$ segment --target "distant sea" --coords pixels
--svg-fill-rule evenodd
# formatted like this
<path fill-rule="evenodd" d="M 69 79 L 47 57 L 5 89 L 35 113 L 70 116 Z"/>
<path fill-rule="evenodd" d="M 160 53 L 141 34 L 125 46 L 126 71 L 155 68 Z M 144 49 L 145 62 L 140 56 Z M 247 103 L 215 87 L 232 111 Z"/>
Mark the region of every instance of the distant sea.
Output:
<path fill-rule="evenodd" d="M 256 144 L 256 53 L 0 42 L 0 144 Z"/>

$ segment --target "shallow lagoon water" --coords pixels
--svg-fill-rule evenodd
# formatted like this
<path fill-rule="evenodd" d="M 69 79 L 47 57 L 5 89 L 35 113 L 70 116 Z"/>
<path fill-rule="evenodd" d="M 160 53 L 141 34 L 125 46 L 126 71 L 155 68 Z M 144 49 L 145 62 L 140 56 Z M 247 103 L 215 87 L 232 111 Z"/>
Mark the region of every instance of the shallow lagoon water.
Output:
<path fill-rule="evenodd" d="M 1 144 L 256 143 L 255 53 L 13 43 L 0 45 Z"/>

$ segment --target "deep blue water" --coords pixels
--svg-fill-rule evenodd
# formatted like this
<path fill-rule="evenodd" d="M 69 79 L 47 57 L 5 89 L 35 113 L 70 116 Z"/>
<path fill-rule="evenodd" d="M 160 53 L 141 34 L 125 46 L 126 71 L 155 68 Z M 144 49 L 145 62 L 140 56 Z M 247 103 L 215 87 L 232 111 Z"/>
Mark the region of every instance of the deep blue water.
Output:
#####
**TASK OBJECTIVE**
Retype every record above exactly as written.

**EXERCISE RESULT**
$ segment --target "distant sea" --coords pixels
--svg-fill-rule evenodd
# formatted like this
<path fill-rule="evenodd" d="M 69 79 L 47 57 L 5 89 L 35 113 L 70 116 Z"/>
<path fill-rule="evenodd" d="M 160 53 L 141 34 L 125 46 L 126 71 L 155 68 Z M 144 49 L 145 62 L 140 56 Z M 247 103 L 215 87 L 232 111 Z"/>
Mark the region of every instance of the distant sea.
Output:
<path fill-rule="evenodd" d="M 256 144 L 256 53 L 0 42 L 0 144 Z"/>

$ segment --target "shallow lagoon water" --coords pixels
--svg-fill-rule evenodd
# formatted like this
<path fill-rule="evenodd" d="M 69 79 L 47 57 L 5 89 L 35 113 L 70 116 Z"/>
<path fill-rule="evenodd" d="M 160 53 L 141 34 L 125 46 L 126 71 L 155 68 Z M 144 49 L 145 62 L 140 56 Z M 247 103 L 215 87 L 232 111 Z"/>
Mark the region of every instance of the shallow lagoon water.
Output:
<path fill-rule="evenodd" d="M 1 144 L 256 143 L 255 53 L 13 43 L 0 45 Z"/>

$ segment --target "deep blue water" --coords pixels
--svg-fill-rule evenodd
# formatted like this
<path fill-rule="evenodd" d="M 69 79 L 47 57 L 5 89 L 35 113 L 70 116 Z"/>
<path fill-rule="evenodd" d="M 160 53 L 141 34 L 125 46 L 126 71 L 155 68 Z M 144 49 L 145 62 L 140 56 Z M 247 103 L 215 87 L 232 111 Z"/>
Mark the region of every instance of the deep blue water.
Output:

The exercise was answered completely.